Some argue that while the crimes perpetrated under fascism, especially in the form of National Socialism (Nazism) under Adolf Hitler, have been documented in detail, the same attention has not been given to crimes committed under communism. This argument can lead to a sterile wrangle over doubtful numbers, and may not be the most helpful way of comparing crimes attributed to fascism or communism. As Timothy Snyder wrote in his thoughtful analysis ‘Hitler vs Stalin: Who Killed More?’ the question raises issues of quality as well as quantity, and is much more complex than it may seem3. It is more illuminating to consider why murders committed by the extreme left or right tend to be talked and written about differently.
Thinking about the past: continuity and change
In the early 21st century it is more common for certain ideological assumptions to be rejected by a majority of people in democratic societies, than it is for them to be widely accepted. Both in Europe and the USA, for example, the idea of glorifying Nazi ideas of racial purity, with their evocation of the Holocaust, provokes widespread abhorrence. Even though Nazism was discredited with Hitler’s death in 1945, it retains the capacity to inspire rejection and inflame passions, and the equation of fascism with mass murder is potent. There have been many examples of post-war ethnic cleansing and genocide, from the Balkans to the Middle East to Rwanda. Though the causes of these terrible episodes are complex, the perception of a link with the Holocaust remains in the minds of many onlookers, even if not in the minds of those most closely involved. Similarly, the rise of right-wing nationalist or populist parties in supposedly democratic states causes unease and apprehension, and even if they achieve power they are very unlikely to call themselves fascists, let alone Nazis.

Stored items:
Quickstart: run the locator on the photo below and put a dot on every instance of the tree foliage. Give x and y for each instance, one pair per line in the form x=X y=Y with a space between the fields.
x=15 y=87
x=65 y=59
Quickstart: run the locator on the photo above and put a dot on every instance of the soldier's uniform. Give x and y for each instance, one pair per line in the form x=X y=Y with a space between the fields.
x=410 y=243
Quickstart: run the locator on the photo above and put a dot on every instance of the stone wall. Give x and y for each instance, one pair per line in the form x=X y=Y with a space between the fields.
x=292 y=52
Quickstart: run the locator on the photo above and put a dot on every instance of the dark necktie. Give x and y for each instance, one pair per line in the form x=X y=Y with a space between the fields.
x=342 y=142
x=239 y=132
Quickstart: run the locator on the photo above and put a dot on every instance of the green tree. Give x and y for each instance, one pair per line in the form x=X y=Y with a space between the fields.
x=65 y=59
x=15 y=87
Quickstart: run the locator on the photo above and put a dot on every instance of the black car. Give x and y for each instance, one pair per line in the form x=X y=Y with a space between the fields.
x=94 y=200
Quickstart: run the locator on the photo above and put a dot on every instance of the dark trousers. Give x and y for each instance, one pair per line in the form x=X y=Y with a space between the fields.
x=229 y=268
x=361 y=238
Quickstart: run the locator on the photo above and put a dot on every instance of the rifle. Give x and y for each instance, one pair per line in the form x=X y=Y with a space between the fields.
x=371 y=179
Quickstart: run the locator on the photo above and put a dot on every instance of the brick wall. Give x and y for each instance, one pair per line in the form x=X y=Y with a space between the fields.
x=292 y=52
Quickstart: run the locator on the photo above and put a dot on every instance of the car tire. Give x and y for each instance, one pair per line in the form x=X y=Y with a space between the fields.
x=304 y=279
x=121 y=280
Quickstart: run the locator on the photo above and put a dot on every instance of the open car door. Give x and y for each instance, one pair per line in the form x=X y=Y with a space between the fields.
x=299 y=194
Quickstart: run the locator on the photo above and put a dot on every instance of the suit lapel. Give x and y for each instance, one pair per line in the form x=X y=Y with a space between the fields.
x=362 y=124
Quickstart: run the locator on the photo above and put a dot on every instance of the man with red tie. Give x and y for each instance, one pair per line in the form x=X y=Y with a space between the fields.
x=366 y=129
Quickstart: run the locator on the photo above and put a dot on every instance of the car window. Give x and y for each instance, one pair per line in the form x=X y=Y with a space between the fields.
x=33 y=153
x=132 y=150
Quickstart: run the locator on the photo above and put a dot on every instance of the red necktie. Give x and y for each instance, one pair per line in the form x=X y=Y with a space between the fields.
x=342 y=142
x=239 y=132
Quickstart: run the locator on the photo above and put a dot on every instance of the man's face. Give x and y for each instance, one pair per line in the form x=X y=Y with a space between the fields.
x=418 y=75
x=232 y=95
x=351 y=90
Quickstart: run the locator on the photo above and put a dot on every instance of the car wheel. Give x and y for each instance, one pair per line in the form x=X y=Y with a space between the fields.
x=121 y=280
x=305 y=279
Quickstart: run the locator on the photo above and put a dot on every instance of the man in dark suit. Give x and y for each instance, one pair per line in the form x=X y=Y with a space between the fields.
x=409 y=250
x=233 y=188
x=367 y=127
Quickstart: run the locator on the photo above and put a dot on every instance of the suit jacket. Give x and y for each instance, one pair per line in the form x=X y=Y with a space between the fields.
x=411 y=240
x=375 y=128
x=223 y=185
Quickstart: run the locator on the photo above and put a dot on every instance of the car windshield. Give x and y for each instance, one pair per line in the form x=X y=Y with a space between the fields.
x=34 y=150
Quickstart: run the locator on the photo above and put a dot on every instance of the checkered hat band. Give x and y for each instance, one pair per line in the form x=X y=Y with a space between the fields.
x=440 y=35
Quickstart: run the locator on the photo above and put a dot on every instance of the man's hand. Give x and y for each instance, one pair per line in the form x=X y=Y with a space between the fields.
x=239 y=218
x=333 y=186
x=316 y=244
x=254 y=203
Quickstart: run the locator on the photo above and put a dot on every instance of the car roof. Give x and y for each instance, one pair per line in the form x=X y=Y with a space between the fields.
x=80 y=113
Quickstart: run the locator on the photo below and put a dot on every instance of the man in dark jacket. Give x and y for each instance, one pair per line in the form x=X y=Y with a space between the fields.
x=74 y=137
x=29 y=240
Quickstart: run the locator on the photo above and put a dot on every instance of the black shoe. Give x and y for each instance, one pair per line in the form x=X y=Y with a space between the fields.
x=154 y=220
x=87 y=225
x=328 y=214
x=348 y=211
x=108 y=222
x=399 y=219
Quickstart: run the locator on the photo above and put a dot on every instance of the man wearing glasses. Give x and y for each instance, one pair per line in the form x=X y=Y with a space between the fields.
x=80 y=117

# The exercise:
Please pick up the text on remembering fascist and communist crimes after its final sentence and keep writing it.

# Exercise response:
By contrast, the ideology, or perhaps more accurately the ideals, of communism retain the capacity for positive inspiration. This is most obviously true in Communist regimes like the People’s Republic of China, formed in 1949. Although the Soviet Union is widely thought of as the prototype of communist rule, the Chinese revolution was more ambitious and enduring than its Soviet counterpart, and more people lived – and still live – under communist states in East Asia than they ever did in post-war Europe.4 In the Soviet Union, Stalin’s economic policies, purges and deliberate terror campaigns between 1923 and 1953 led to millions of deaths (the numbers are disputed). During the Great Leap Forward under Mao Zedong from 1958 to 1962, an estimated 45 million people perished in China from starvation or overwork; in Cambodia, over 20% of the population were killed or died under the Khmer Rouge in the 1970s.